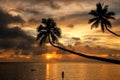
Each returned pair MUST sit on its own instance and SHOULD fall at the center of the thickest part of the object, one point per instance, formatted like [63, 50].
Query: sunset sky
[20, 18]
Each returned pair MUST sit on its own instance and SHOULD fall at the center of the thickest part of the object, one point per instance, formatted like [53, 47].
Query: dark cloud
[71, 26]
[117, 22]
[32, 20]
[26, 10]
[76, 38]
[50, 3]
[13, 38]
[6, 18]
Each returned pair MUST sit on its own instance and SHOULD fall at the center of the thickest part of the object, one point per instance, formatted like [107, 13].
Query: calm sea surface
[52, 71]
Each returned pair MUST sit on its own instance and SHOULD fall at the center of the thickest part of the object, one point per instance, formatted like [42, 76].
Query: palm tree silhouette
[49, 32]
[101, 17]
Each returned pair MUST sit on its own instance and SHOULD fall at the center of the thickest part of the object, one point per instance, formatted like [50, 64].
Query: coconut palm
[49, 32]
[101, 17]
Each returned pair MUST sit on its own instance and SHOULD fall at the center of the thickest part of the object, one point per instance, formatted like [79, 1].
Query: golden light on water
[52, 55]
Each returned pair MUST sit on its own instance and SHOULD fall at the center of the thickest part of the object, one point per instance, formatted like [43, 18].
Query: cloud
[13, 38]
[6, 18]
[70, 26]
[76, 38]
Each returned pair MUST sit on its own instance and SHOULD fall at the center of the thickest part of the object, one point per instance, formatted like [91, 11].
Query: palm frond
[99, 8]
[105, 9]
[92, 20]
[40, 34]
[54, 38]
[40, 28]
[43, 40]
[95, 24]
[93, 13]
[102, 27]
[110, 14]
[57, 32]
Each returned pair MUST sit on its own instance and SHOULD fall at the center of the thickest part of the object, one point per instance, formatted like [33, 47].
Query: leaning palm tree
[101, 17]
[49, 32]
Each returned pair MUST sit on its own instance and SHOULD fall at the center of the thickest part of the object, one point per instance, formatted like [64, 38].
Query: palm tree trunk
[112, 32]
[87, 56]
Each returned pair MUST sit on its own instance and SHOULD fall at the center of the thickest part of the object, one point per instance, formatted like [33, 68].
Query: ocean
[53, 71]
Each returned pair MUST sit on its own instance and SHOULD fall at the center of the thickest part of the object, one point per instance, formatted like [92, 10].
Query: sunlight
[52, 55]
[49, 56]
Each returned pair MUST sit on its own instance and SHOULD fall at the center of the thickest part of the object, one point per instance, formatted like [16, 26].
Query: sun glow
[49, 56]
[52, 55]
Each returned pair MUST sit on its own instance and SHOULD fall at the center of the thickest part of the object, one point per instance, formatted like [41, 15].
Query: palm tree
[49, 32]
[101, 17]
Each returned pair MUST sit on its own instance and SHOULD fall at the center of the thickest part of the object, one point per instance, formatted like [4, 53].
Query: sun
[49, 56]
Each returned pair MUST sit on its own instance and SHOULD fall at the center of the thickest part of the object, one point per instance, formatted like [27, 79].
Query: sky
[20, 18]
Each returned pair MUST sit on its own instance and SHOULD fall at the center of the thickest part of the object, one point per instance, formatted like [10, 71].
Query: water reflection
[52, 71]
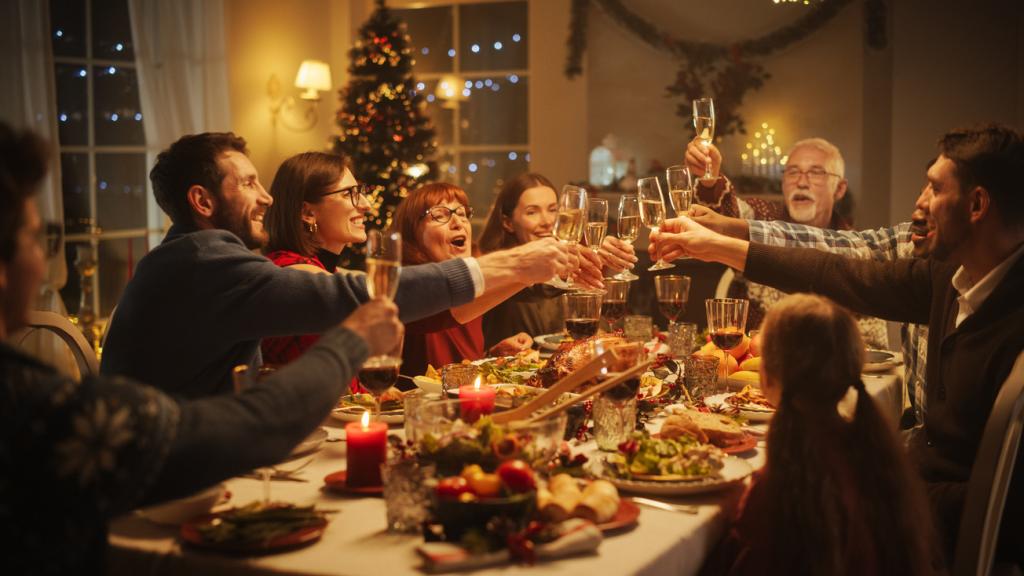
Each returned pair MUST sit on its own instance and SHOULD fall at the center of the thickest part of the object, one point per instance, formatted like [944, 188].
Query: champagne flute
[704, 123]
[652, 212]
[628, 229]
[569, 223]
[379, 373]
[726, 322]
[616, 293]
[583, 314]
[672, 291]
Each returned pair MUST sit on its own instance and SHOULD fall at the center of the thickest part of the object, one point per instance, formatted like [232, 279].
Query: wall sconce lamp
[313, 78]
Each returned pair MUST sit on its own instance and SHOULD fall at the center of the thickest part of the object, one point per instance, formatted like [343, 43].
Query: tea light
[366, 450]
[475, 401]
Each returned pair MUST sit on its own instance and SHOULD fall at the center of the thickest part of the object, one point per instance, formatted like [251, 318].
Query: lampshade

■ ■ ■

Please output exactly the lines between the one holding "Query: palm tree silhouette" and the one holding "like [91, 11]." in the records above, inclusive, and nothing more.

## [RESPONSE FOR THIS EXERCISE]
Query: palm tree silhouette
[49, 32]
[101, 17]
Each returned pair MUST sit on its own instance and SHOULD fall at the center of the thickest part of the object, one point per instance, formatted like [50, 64].
Query: coconut palm
[49, 32]
[101, 17]
Each returned pair MUST sit on its own instance and SHOULD fall at the center of the thickest part of the object, one point per instance, formatted like [79, 1].
Query: golden light on water
[52, 55]
Each returned pair MUST sit on its own instance and SHOULD fall at the center of the thickest part of the object, one point per instance, formatted like [43, 18].
Query: cloud
[13, 38]
[6, 18]
[70, 26]
[76, 38]
Each returned pair MUST sit on its own instance and SHOULD fall at the center of the thickest part of the object, one point per instance, formatted like [91, 11].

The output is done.